**DATA EXTRACT**
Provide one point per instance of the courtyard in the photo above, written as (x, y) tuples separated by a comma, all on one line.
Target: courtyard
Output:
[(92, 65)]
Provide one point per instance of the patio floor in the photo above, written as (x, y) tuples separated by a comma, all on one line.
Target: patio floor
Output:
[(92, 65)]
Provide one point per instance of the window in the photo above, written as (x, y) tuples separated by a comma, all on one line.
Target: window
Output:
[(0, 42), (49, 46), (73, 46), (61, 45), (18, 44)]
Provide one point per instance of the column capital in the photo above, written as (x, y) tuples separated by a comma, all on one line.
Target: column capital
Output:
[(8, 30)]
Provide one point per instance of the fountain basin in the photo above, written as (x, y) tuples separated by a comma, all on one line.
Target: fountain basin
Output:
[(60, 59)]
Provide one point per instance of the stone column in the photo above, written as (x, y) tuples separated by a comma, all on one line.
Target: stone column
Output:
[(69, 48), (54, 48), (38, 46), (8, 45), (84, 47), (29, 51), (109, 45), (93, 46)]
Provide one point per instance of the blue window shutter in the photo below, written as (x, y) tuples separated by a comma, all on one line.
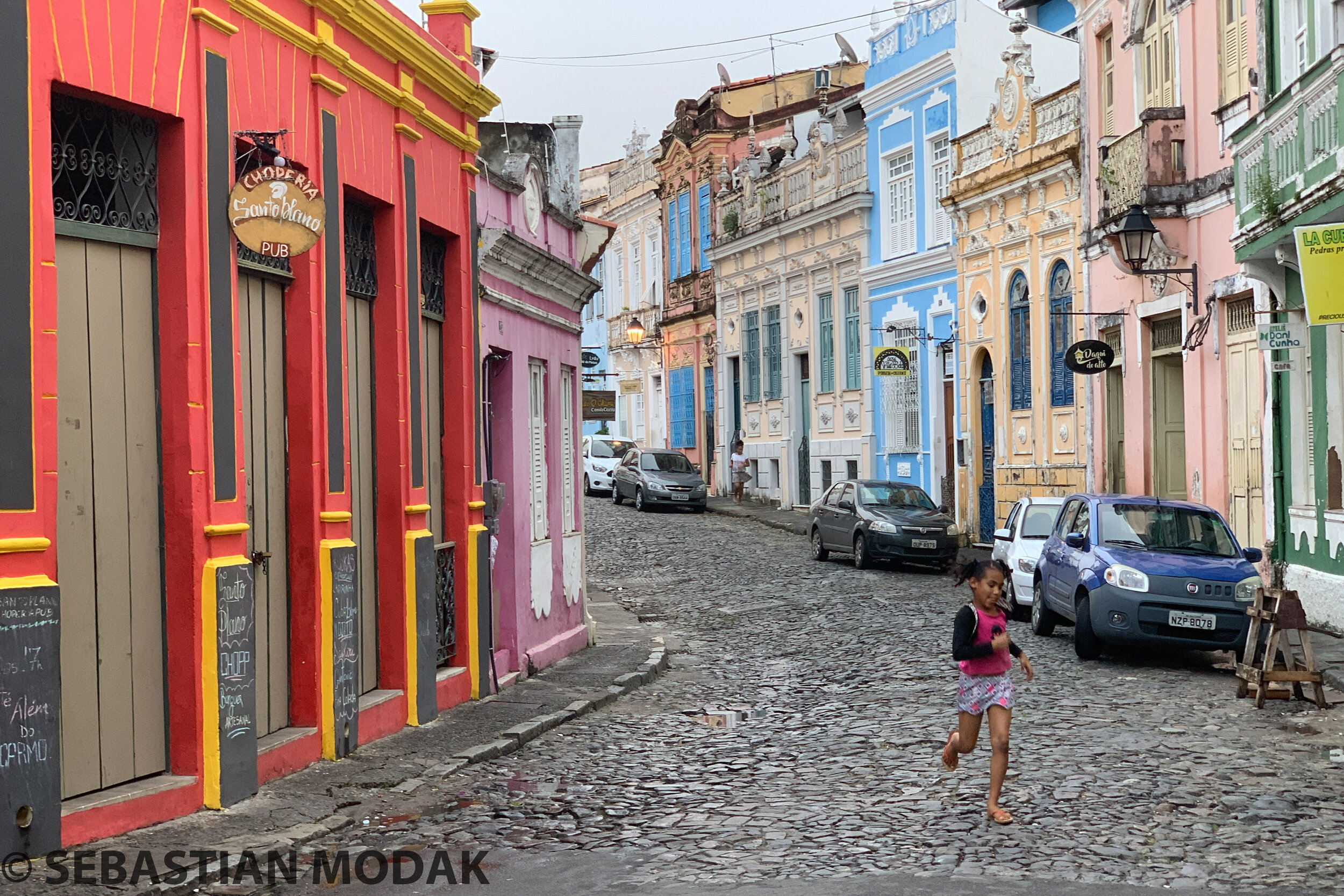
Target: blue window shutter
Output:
[(705, 227), (673, 241), (683, 219)]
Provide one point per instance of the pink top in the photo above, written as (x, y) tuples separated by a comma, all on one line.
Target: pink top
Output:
[(996, 663)]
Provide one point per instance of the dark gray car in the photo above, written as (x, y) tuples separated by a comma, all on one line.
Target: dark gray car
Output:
[(878, 520), (657, 477)]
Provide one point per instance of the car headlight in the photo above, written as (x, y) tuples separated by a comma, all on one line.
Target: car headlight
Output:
[(1245, 590), (1127, 578)]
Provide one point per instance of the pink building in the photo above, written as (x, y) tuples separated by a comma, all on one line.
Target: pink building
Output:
[(1179, 413), (534, 256)]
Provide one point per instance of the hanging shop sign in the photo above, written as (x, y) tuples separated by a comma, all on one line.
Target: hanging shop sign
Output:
[(891, 361), (1270, 338), (277, 213), (1320, 257), (598, 405), (1089, 356)]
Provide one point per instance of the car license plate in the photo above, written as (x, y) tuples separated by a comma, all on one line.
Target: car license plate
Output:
[(1182, 620)]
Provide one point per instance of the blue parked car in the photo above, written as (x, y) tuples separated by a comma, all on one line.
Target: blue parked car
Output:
[(1139, 570)]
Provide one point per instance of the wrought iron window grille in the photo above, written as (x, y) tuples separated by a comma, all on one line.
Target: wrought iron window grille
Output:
[(361, 260), (433, 253), (104, 166)]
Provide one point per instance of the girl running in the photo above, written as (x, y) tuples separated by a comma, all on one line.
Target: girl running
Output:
[(982, 648)]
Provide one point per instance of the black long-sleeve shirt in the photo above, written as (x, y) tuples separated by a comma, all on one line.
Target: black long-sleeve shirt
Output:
[(964, 634)]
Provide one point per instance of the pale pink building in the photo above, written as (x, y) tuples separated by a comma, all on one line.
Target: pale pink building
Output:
[(534, 259), (1179, 413)]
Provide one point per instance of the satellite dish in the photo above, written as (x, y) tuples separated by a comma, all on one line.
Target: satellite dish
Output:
[(847, 53)]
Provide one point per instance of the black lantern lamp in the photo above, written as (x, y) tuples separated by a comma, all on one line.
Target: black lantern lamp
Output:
[(1136, 238)]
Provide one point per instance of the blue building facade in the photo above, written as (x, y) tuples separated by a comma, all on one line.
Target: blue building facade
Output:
[(910, 105)]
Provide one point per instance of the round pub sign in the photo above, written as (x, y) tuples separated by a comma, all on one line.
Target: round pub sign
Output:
[(277, 213)]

**EXERCISE**
Render every line of the records above as a Markdown table with the columns Row and Line text, numbering the rows in order and omitting blank lines. Leave the pictures out of the table.

**SOLUTION**
| Row | Line text |
|---|---|
| 1 | Provide one point per instance of the courtyard in the photo above, written as (x, y) tuples separated by a comma, all on one line. |
| 2 | Target: courtyard |
| 3 | Output: |
| 4 | [(92, 65)] |
| 5 | Provide one point per instance of the patio floor in the photo above, written as (x, y) tuples separated by a comma, all on one line. |
| 6 | Target: patio floor |
| 7 | Output: |
| 8 | [(92, 65)] |
| 9 | Provide one point per instance of the window in the photo above, written as (x, y) tuples separated by a comma, all on one line. |
| 10 | Target: window |
| 11 | Output: |
| 12 | [(0, 42), (49, 46), (73, 46), (61, 45), (18, 44)] |
| 13 | Provide one point per instance of the column capital in the photo above, written as (x, y) tuples separated by a comma, all on one line. |
| 14 | Target: column capital |
| 15 | Output: |
| 16 | [(8, 30)] |
| 17 | Provide one point per instance of the fountain basin in the photo above, written as (x, y) tuples separated by a comma, all on one line. |
| 18 | Target: fountain basin |
| 19 | Output: |
| 20 | [(60, 59)] |
| 21 | Provide one point per instance of the stone column in the photo above, written as (x, y) tuples separated by a comma, all on one line. |
| 22 | Target: stone column |
| 23 | Output: |
| 24 | [(69, 48), (54, 48), (38, 46), (8, 45), (84, 47), (29, 51), (109, 45), (93, 46)] |
| 25 | Provide one point per instance of the blue window shutter in the photo below, written as (x, y) tuples separated by a comma, all on one line. |
| 26 | Target: blue window shutter |
| 27 | Output: |
| 28 | [(705, 227), (673, 241), (683, 219)] |
| 29 | Provide one point per instance of the pink top in the photo above, written as (x, y) tuples separated by a comma, all on one line. |
| 30 | Target: pink top |
| 31 | Output: |
| 32 | [(996, 663)] |
| 33 | Provide one point per instance of the dark gray car in the photo above, written as (x, y) tuples separated by a comma, all on one line. |
| 34 | Target: dark gray car |
| 35 | Output: |
| 36 | [(878, 520), (657, 477)] |
| 37 | Provide one point per instance of the car headlight in the photo above, written as (x, y) tuples separated by a comma, all on one line. |
| 38 | Target: car headlight |
| 39 | Output: |
| 40 | [(1245, 590), (1127, 578)] |
| 41 | Provide one point per instance of the pink building in the photo above, written as (x, y) tuples separated by a comma, all on one line. |
| 42 | Target: pink building |
| 43 | Output: |
| 44 | [(1179, 413), (534, 256)] |
| 45 | Provide one point per instance of the hanging shop sign in the photo above, written as (x, y) tuples separated by a comma, all on one line. |
| 46 | Target: hanging shop sign |
| 47 | Output: |
| 48 | [(891, 361), (1270, 338), (277, 213), (1320, 257), (598, 405), (1089, 356)] |
| 49 | Provide one point per instance of the car license plate in the photo above, written as (x, y) tuples separated by a comma, all on one line. |
| 50 | Target: car license plate |
| 51 | Output: |
| 52 | [(1182, 620)] |
| 53 | Provide one point per instance of the blue parked car in the photo above, written as (x, y) tuples separated by a comma, all on one line. |
| 54 | Target: blue parked car |
| 55 | Output: |
| 56 | [(1139, 570)] |
| 57 | Provide one point per instance of the wrought iron window grille in the photo above, written as (x, y) tuples separated by a comma, all on one line. |
| 58 | Target: wrought iron window grille |
| 59 | Output: |
| 60 | [(361, 260), (433, 253), (104, 166)] |
| 61 | Provide one point per instance of the girl running in the photo above, written as (x, y) tuples separated by a comma, all on one line. |
| 62 | Target: girl running |
| 63 | Output: |
| 64 | [(982, 648)] |
| 65 | Provide one point per instance of the black long-sleeve shirt in the photo above, written as (x, y) tuples separated by a comma, all on one line. |
| 66 | Target: black long-sleeve shirt |
| 67 | Output: |
| 68 | [(964, 634)] |
| 69 | Provide one point per instance of the pale pink building in the photo above, written as (x, y) tuples separated by a comma, all on one line. |
| 70 | Target: pale pink building |
| 71 | Output: |
| 72 | [(534, 259), (1179, 413)] |
| 73 | Provide one point per instance of the satellite dish in the photo above, written as (x, y) tuples separated by a comma, all on one line. |
| 74 | Target: satellite dish |
| 75 | Output: |
| 76 | [(847, 53)] |
| 77 | Provide one point per instance of the black lantern lamp in the photo above, written as (x, y) tuples separated by a comma, all on one line. |
| 78 | Target: black lantern lamp |
| 79 | Output: |
| 80 | [(1136, 238)] |
| 81 | Provide one point per instance of the blue building facade in the photo above, written as (x, y) tuples separated by a comma, all on one line. |
| 82 | Target: blue building facade |
| 83 | Output: |
| 84 | [(910, 105)] |
| 85 | Provide one point per instance of the round pub sign in the photo above, written as (x, y) tuples separated by a comma, all on one line. |
| 86 | Target: round pub sign |
| 87 | Output: |
| 88 | [(277, 213)] |